*LISTED ENTRIES*
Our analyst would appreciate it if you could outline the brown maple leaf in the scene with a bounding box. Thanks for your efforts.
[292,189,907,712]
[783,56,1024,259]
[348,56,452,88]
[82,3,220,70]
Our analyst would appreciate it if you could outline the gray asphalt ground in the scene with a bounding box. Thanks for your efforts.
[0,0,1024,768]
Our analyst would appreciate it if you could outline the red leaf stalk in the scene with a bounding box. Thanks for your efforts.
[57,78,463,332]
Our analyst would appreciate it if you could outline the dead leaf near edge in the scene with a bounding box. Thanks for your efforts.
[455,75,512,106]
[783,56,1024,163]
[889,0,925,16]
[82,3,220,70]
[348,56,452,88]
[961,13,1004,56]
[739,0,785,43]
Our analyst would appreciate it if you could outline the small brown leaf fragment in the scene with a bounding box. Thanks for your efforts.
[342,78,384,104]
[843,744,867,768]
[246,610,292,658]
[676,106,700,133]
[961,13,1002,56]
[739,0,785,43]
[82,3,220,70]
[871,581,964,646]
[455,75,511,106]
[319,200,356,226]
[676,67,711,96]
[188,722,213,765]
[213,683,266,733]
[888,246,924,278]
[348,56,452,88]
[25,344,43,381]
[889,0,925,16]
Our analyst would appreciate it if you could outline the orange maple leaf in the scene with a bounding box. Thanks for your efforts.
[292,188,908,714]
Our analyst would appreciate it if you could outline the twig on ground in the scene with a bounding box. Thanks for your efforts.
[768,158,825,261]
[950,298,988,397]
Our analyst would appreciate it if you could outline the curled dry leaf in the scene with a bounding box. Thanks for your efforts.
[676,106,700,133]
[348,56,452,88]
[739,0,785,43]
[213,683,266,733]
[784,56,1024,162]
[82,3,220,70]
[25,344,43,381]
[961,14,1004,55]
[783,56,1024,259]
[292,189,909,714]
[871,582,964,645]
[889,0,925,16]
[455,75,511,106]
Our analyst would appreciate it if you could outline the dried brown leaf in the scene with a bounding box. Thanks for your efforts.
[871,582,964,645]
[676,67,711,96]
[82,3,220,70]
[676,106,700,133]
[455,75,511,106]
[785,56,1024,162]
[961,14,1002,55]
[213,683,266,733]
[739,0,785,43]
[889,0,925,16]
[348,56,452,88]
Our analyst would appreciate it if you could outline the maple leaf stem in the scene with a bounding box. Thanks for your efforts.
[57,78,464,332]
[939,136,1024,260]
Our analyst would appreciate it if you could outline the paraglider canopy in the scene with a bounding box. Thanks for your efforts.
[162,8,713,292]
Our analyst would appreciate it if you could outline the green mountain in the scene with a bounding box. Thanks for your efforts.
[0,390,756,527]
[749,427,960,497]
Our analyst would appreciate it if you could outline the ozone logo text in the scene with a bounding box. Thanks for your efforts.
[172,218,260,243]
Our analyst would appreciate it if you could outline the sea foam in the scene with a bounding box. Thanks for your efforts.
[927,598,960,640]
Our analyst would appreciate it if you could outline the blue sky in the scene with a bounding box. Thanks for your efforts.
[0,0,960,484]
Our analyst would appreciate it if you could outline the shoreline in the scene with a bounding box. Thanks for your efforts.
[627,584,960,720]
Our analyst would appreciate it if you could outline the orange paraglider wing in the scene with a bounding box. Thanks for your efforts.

*INSTRUCTIONS TO FOLLOW*
Please arrange every line of the entries above as a Markdown table with the columns "Row" and "Line", numbering each row and leaving out any blank lines.

*OUTPUT*
| Row | Line |
|---|---|
| 1 | Our analyst would appreciate it if you could outline the brown maple leaf in the scene with a bounding box. Thanks for your efforts. |
| 2 | [292,189,907,712] |
| 3 | [783,56,1024,259] |
| 4 | [348,56,452,88] |
| 5 | [82,3,220,70] |
| 6 | Our analyst would appreciate it if you could outline the gray asphalt ground in the scene with a bounding box. Thanks for your efforts. |
| 7 | [0,0,1024,768] |
| 8 | Our analyst would appreciate it if you could outline the red leaf stalk in the scene with a bounding box. Thanks for your efforts. |
| 9 | [57,78,463,332] |
| 10 | Our analyst would appreciate it if you could outline the dead leaf near edge in the scene with a bounding box. Thanks for your efforts. |
| 11 | [455,75,512,106] |
| 12 | [783,56,1024,163] |
| 13 | [889,0,925,16] |
| 14 | [82,3,220,70] |
| 15 | [348,56,452,88] |
| 16 | [961,13,1004,56] |
| 17 | [739,0,785,43] |
| 18 | Our analyst would appreciate it if you could outline the small brown leaf fragment in the scene with a bounding box. Thanks for your efforts. |
| 19 | [342,78,384,104] |
| 20 | [843,744,867,768] |
| 21 | [246,610,292,658] |
| 22 | [676,106,700,133] |
| 23 | [961,13,1002,56] |
| 24 | [739,0,785,43] |
| 25 | [82,3,220,70] |
| 26 | [871,581,964,646] |
| 27 | [455,75,511,106] |
| 28 | [319,200,356,226] |
| 29 | [676,67,711,96] |
| 30 | [188,722,213,765] |
| 31 | [213,683,266,733] |
| 32 | [888,246,924,278] |
| 33 | [348,56,452,88] |
| 34 | [25,344,43,381] |
| 35 | [889,0,925,16] |
| 36 | Our analyst would appreciate it if you could outline the orange maple leaf in the scene with a bounding box. Thanks for your efforts. |
| 37 | [292,188,908,714] |
| 38 | Our analyst would appreciate it if you could outline the twig on ground in the scene with a bounding box. Thanks for your efforts. |
| 39 | [768,158,825,261] |
| 40 | [950,298,988,397] |
| 41 | Our analyst would appreciate it if you could outline the curled dry leaf in the scene with a bounding box. Thanks for your efforts. |
| 42 | [676,106,700,133] |
| 43 | [348,56,452,88] |
| 44 | [739,0,785,43] |
| 45 | [213,683,266,733] |
| 46 | [784,56,1024,162] |
| 47 | [82,3,220,70] |
| 48 | [25,344,43,381] |
| 49 | [961,14,1004,55] |
| 50 | [783,56,1024,259] |
| 51 | [292,189,909,714] |
| 52 | [871,582,964,645] |
| 53 | [889,0,925,16] |
| 54 | [455,75,511,106] |
| 55 | Our analyst would appreciate it if you could outline the dried brown leaf in the scene with a bounding box. Thanks for your efforts. |
| 56 | [871,582,964,645] |
| 57 | [676,67,711,96] |
| 58 | [82,3,220,70] |
| 59 | [676,106,700,133] |
| 60 | [455,75,511,106] |
| 61 | [785,56,1024,162] |
| 62 | [961,14,1002,55] |
| 63 | [213,683,266,733] |
| 64 | [739,0,785,43] |
| 65 | [889,0,925,16] |
| 66 | [348,56,452,88] |
| 67 | Our analyst would appreciate it if you could outline the maple leaf stem in the scene with a bounding box. Thanks for your efforts. |
| 68 | [57,78,464,332] |
| 69 | [939,136,1024,260] |
| 70 | Our analyst would appreciate it if you could outline the paraglider canopy in the scene with a bounding box. Thanks for your efforts. |
| 71 | [162,8,713,292] |
| 72 | Our analyst would appreciate it if you could outline the green mountain in the scene with a bounding box. Thanks for your efforts. |
| 73 | [0,390,756,527] |
| 74 | [749,427,960,497] |
| 75 | Our analyst would appreciate it if you could outline the ozone logo text in the scene with a bounding box. Thanks for your efforts. |
| 76 | [172,218,260,243] |
| 77 | Our analyst would appreciate it if you could outline the sea foam in the scene with a bounding box. Thanks for your efforts. |
| 78 | [927,598,960,640] |
| 79 | Our analyst would appreciate it if you could outline the blue sky in the scene with a bounding box. Thanks for your efforts. |
| 80 | [0,0,960,484] |
| 81 | Our analyst would appreciate it if you could outline the shoreline in the scene with a bounding box. Thanks for your efforts. |
| 82 | [627,584,960,720] |
| 83 | Our analyst would appreciate it if you could outline the orange paraglider wing in the scene with a bounding box. Thanks for your efforts. |